* [Try it]: Reproduce the listing that follows character for character, excluding its pictures.

[Data provided — start]

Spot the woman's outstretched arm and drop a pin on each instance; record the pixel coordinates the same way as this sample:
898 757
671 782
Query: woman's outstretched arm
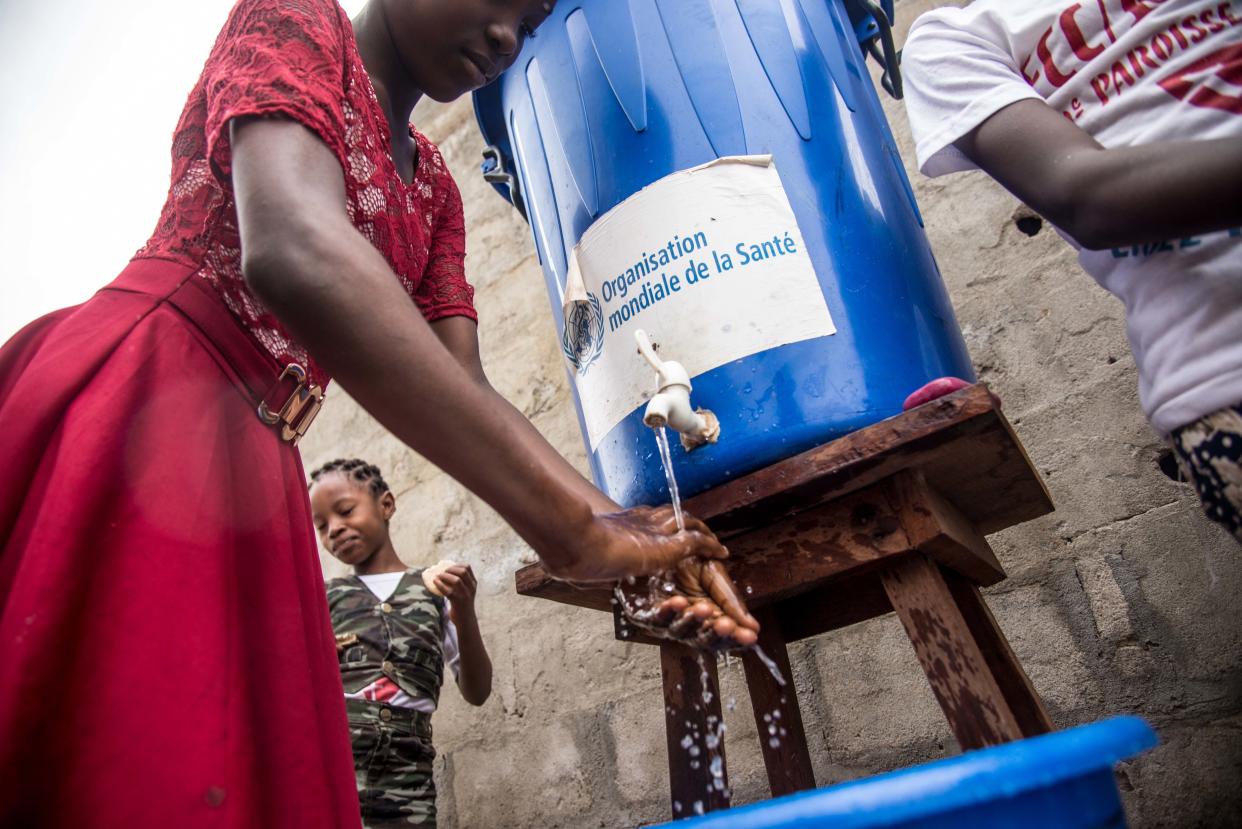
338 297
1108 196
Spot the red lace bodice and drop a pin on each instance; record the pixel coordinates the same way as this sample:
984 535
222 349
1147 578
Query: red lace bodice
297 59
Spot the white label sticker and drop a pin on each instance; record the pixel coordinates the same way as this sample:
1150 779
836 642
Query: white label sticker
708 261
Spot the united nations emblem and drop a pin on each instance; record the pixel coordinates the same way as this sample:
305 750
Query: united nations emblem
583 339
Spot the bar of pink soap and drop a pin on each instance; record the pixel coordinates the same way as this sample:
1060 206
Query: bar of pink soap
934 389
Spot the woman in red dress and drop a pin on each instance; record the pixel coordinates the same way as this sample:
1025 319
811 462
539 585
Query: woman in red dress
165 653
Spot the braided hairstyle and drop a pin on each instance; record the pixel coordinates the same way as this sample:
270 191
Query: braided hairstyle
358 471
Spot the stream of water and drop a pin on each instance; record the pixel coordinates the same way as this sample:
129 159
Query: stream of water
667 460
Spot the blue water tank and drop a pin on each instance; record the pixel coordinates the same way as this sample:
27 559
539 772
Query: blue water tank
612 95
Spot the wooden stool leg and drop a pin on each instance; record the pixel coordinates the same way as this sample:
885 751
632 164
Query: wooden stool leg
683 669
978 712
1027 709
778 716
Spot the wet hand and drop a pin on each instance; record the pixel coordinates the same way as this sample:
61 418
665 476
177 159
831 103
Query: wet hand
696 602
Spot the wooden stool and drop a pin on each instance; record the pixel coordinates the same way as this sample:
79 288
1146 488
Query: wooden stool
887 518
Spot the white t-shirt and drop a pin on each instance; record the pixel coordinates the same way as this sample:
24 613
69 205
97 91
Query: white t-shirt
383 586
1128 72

[Data provided — finish]

* [Solved exercise]:
Spot the woman's outstretched arm and drop a pin on each instance; record the pixel coordinates the same way as this sample:
898 757
671 782
Query: woman's outstretched arm
338 297
1108 196
Spot the red lace bodice and drop a pin on each instance; record the pixel coordinates the same way as this sample:
984 535
222 349
1147 578
Query: red lace bodice
297 59
Spot the white label sticker and drop a pin on each instance; record the pixel coordinates the same way as this sample:
1150 779
836 642
Query: white label sticker
708 261
Spot the united nations emblem and drop a pin on each instance; record the pixel coordinates the same way as this sample:
305 750
Query: united nations emblem
583 339
Spot the bar of pink soap and drop a pin on each instance; record the pixel coordinates the same way as this sample:
1060 206
Query: bar of pink soap
934 389
Spot the woman in red dress and drop a pin on each instance; record the pixel coordinates the same way as this sample:
1025 319
811 462
539 585
Query: woman in red dress
165 653
Spot the braided hairstyle and drop a pin on each instance; record the pixel coordinates the same way as this sample:
270 191
Query: braided hairstyle
358 471
Spot the stream of water and drop a pin on each instance; record the pixel coordinates the same way as this sample:
129 159
Query: stream of water
667 460
Spot the blue water tank and drop a pin on each instance; record the pixel coordinates the same way as this sample:
27 559
539 772
Query: blue water tank
612 95
Spot the wooden stool leg and drop a pin on each instance; record the pixel coordinates the same way as this sample:
885 751
632 164
Query: wooden stool leg
683 669
978 712
1027 709
778 716
Spot the wet hand and drop a pin on each instance; record the pixel coordinates the same way as this sample:
61 418
665 476
177 159
831 103
Query: wet hand
696 602
Spot the wooden stool and drop a pin on each instance; record the pixel coordinates the same way as this sample:
79 288
1146 488
Query: wooden stool
887 518
Spot the white t-shirt and drop a pin on each instance; record the pixel coordinates the same way as this sample:
24 613
69 205
97 91
Query: white t-shirt
383 586
1128 72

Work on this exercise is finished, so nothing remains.